(Source records)
-----

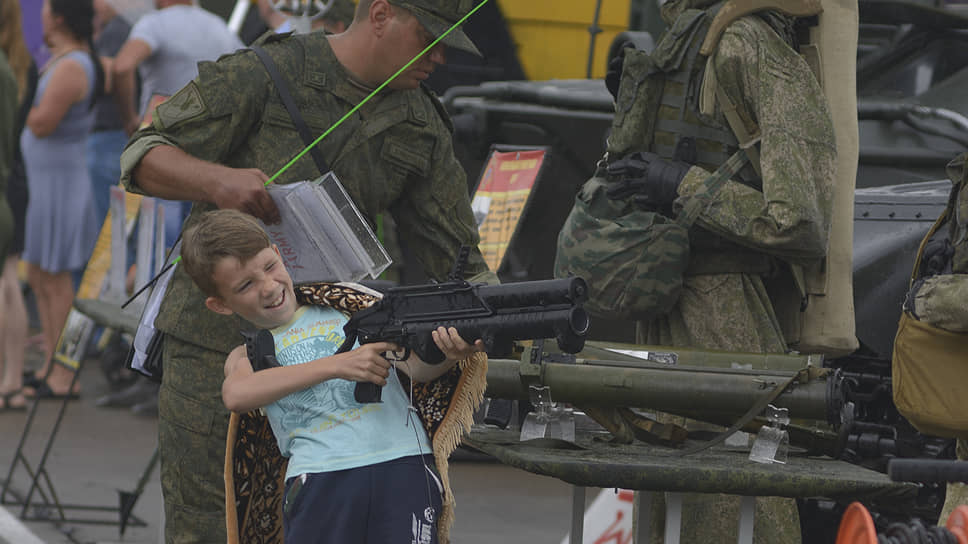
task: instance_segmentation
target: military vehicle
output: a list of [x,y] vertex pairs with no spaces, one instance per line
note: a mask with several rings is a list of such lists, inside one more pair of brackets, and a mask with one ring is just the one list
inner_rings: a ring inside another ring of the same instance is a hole
[[[918,433],[897,413],[890,356],[917,245],[947,201],[944,166],[968,147],[966,14],[957,6],[860,0],[853,238],[860,349],[824,364],[841,371],[845,398],[855,406],[849,444],[839,455],[882,472],[895,456],[953,456],[952,441]],[[620,39],[647,48],[652,36],[636,32],[645,28],[637,21]],[[613,101],[603,80],[492,81],[451,87],[442,100],[472,182],[495,146],[547,150],[548,164],[498,273],[505,281],[551,278],[558,231],[605,147]],[[589,337],[632,342],[633,331],[625,322],[594,319]],[[941,496],[941,487],[925,492],[923,512],[939,508]],[[836,506],[809,506],[802,510],[805,526],[814,515],[839,519]]]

-----

ACTIVITY:
Exact repetition is the task: every line from the start of the data to the line with "note: a mask", inclusive, and none after it, pictures omitted.

FINISHED EXERCISE:
task: instance_segmentation
target: military vehicle
output: a list of [x,y] vertex pairs with no spaces, one instance per line
note: a mask with several rings is a list of such lists, inside one more pair of brackets, and a mask with one ring is just the one list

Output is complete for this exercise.